Stated exercise: Write out the data word for word, from its first line through the line that contains "[[237, 308], [117, 111]]", including both ends. Leave the pictures out of your answer.

>> START Data supplied

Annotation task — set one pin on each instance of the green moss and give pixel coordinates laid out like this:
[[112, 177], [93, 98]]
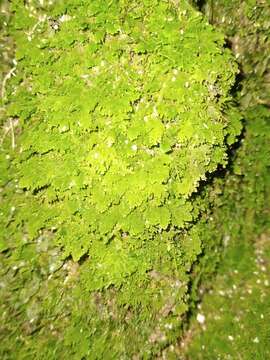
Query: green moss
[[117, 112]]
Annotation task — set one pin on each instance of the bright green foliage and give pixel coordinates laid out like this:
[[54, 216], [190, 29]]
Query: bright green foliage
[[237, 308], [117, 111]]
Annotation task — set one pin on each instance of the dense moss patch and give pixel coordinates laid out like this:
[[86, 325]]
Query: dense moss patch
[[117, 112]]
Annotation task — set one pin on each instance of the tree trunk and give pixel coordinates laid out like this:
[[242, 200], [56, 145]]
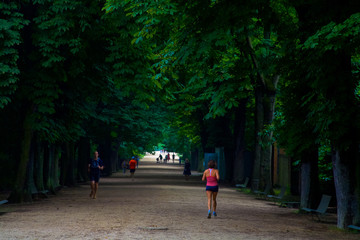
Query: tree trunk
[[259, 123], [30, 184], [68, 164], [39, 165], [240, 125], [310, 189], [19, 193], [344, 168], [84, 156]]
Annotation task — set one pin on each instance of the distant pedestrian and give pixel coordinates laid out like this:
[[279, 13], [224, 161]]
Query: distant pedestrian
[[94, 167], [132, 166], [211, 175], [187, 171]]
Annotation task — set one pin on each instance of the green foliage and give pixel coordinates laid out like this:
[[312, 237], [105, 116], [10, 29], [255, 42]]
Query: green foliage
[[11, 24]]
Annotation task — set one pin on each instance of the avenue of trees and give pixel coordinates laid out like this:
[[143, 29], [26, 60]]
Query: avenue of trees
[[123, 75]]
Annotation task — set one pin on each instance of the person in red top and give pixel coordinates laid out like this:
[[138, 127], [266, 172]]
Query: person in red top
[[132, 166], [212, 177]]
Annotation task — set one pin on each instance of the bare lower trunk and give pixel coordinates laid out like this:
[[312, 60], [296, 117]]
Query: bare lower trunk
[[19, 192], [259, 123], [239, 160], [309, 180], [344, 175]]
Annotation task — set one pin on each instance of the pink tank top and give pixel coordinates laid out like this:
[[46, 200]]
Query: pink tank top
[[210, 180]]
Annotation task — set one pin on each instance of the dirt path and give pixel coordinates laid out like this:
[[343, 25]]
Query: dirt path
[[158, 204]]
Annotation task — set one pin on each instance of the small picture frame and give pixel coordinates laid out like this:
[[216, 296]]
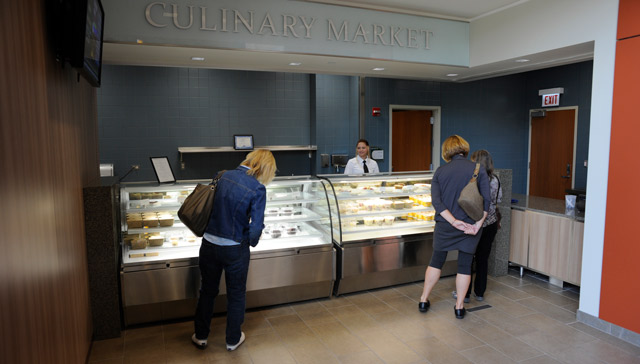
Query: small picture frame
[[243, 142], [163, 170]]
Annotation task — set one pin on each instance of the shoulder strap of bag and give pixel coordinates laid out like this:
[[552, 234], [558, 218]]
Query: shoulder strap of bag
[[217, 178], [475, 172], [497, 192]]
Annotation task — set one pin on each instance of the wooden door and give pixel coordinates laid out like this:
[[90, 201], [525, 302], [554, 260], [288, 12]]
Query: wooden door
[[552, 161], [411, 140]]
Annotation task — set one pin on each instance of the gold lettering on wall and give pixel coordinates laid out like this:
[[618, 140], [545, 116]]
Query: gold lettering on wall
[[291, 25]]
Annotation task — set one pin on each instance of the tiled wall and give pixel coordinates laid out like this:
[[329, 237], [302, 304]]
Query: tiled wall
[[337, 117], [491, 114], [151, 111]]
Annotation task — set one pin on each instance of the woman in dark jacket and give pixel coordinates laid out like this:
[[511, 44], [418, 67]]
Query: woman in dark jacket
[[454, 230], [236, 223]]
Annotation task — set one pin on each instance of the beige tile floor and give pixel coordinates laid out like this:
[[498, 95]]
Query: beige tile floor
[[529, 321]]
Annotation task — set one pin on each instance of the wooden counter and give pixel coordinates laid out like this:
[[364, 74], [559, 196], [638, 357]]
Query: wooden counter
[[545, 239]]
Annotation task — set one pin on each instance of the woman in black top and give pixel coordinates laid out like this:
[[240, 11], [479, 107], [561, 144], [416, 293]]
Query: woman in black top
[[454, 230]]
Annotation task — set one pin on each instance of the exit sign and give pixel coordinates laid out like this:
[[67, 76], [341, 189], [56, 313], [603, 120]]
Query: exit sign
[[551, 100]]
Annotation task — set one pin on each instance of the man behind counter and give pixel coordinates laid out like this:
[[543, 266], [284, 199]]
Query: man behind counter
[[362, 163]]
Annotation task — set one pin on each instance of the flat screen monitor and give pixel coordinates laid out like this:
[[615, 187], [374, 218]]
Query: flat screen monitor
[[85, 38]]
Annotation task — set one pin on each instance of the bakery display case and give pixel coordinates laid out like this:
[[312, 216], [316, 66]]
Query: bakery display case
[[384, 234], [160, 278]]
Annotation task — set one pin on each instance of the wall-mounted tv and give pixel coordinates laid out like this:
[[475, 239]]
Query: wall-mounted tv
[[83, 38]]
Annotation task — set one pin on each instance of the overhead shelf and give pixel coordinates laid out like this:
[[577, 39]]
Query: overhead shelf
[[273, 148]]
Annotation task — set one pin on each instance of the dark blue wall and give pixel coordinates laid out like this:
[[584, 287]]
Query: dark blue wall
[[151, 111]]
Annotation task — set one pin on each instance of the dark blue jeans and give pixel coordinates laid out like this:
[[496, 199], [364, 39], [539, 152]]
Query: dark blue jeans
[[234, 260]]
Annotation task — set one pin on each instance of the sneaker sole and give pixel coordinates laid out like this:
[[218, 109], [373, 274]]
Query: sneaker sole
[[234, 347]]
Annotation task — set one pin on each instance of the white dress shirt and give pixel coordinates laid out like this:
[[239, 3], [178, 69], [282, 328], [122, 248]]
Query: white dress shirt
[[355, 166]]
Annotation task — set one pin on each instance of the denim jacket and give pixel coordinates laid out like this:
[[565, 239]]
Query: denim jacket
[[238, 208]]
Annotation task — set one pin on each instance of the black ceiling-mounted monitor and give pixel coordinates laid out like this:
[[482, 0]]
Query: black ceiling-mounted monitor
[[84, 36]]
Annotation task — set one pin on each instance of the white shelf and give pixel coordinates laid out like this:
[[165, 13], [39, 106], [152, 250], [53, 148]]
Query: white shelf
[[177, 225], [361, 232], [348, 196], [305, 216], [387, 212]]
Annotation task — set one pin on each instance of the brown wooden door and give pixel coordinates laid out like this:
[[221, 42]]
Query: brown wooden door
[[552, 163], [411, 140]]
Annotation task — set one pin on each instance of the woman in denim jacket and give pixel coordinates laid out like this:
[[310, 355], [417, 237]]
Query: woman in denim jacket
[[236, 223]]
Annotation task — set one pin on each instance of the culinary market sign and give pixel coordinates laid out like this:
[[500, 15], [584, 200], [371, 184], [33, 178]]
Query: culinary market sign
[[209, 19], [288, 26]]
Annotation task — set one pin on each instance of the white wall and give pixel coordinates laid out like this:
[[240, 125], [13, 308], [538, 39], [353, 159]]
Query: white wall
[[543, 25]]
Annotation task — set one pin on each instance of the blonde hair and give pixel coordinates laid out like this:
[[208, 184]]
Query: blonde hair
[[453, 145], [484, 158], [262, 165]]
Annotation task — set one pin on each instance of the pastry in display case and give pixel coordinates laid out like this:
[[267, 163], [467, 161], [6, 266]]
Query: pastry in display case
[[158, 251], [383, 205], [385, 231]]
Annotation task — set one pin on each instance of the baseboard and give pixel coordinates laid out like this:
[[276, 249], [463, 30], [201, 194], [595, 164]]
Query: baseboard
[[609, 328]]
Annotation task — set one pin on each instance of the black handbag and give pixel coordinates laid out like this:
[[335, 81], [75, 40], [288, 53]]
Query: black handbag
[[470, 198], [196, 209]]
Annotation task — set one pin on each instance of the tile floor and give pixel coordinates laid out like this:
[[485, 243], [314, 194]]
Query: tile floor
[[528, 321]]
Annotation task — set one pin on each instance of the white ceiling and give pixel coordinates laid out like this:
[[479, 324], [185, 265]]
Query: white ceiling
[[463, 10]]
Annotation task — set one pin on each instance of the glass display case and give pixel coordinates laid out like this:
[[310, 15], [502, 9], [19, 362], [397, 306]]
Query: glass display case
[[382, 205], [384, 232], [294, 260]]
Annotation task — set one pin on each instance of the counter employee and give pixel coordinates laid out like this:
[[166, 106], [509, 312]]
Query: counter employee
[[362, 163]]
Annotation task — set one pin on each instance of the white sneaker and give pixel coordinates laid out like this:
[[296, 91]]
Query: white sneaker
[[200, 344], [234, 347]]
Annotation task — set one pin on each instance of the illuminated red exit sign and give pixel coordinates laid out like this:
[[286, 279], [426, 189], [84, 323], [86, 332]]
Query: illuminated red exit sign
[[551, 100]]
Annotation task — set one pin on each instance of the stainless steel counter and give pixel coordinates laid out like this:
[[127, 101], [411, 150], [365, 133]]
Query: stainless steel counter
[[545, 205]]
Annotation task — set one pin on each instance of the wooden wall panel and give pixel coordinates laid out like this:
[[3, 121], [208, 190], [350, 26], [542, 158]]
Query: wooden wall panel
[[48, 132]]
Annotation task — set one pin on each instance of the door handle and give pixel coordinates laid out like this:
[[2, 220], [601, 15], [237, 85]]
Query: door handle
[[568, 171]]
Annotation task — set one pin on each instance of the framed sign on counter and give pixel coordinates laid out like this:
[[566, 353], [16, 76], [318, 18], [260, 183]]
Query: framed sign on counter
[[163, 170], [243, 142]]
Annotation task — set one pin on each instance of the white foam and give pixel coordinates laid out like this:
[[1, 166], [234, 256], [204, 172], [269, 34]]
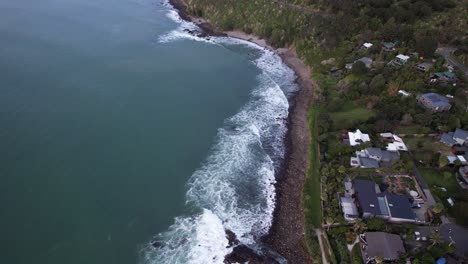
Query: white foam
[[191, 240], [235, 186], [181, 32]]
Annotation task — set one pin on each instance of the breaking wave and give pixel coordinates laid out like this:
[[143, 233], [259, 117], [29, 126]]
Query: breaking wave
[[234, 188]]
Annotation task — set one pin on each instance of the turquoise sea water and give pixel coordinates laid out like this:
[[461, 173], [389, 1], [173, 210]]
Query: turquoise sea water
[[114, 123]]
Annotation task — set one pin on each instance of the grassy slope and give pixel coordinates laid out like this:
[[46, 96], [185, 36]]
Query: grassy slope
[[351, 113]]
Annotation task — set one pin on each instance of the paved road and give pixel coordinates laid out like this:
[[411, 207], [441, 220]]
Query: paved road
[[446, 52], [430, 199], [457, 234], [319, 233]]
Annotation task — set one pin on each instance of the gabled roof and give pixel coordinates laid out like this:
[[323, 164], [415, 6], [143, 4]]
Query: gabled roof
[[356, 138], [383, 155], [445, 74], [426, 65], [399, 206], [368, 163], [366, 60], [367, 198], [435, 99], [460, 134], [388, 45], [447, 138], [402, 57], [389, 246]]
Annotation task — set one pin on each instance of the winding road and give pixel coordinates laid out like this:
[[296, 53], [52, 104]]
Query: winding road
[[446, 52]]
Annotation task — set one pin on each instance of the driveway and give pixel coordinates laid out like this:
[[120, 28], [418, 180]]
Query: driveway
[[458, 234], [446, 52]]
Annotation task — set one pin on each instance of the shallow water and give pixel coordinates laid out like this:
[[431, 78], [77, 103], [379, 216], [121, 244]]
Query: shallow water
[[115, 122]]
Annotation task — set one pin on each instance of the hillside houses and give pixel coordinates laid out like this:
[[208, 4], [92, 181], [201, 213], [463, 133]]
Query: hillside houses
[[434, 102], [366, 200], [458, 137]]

>> END Data supplied

Reply:
Annotation task — set one pin on each instance of the green moss and give pixel coordinates laid out like this:
[[112, 177], [93, 98]]
Query: green moss
[[117, 112]]
Annotation task — set one pin on each instance of the bright green foliage and give pixel coordinates laid out like this:
[[54, 216], [190, 29]]
Query: bright green foliage
[[237, 308], [117, 111]]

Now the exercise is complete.